--- START OF Dataset excerpts ---

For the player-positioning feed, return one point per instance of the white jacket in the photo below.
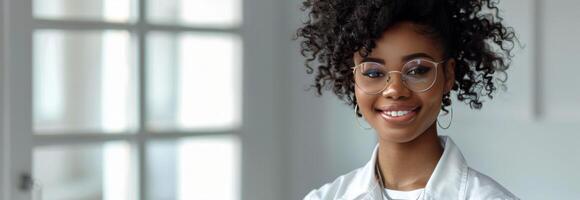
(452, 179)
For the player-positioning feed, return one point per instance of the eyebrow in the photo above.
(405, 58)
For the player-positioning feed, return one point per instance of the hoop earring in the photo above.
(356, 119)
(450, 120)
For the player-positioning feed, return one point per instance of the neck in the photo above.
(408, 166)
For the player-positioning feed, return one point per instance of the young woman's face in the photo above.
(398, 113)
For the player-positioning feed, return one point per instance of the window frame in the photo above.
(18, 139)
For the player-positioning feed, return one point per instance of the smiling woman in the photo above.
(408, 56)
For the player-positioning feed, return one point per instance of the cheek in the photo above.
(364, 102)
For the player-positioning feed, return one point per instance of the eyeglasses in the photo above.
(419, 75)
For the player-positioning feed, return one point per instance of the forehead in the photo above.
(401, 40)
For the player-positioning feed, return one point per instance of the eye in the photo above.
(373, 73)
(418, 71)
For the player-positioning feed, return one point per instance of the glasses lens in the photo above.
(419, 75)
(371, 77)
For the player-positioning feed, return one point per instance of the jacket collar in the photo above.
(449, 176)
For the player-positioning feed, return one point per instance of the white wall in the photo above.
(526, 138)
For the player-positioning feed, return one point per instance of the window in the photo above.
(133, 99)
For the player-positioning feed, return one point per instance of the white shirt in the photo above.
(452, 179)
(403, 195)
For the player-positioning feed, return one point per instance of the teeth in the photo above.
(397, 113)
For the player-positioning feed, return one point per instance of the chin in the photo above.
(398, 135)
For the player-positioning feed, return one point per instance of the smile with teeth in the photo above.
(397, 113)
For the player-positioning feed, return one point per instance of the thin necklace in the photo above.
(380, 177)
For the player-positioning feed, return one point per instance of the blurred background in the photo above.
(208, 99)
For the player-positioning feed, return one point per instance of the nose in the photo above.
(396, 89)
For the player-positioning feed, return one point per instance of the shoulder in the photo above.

--- END OF Dataset excerpts ---
--- START OF Dataset excerpts ---

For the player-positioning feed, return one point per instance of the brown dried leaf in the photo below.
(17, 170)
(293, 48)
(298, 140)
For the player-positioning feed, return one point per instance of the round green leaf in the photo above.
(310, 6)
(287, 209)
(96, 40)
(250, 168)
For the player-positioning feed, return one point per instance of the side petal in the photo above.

--- END OF Dataset excerpts ---
--- START OF Dataset excerpts ---

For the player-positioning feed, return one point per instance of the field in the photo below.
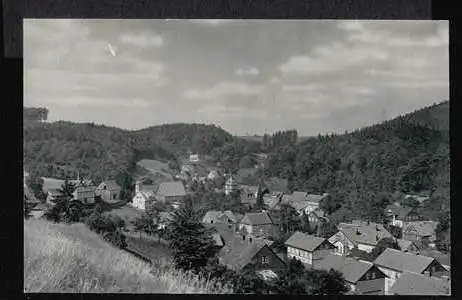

--- END OF Dataset excerpts ---

■ What you should do
Return the lines of the records verbatim, beginning with the one that contains "necklace in the photo above." and stopping after the one that contains "shoulder in the photo above.".

■ Answer for the task
For the player-positioning feed, return one point per instance of the thin necklace in the photo above.
(380, 177)
For the player-positioning feed, return one point per instance of the blurred background in the photo above.
(208, 99)
For the player-positioning feed, return one point per instance of the nose in the photo above.
(396, 89)
For the player-positioning feed, return one point per instance of the shoulder in the photo above.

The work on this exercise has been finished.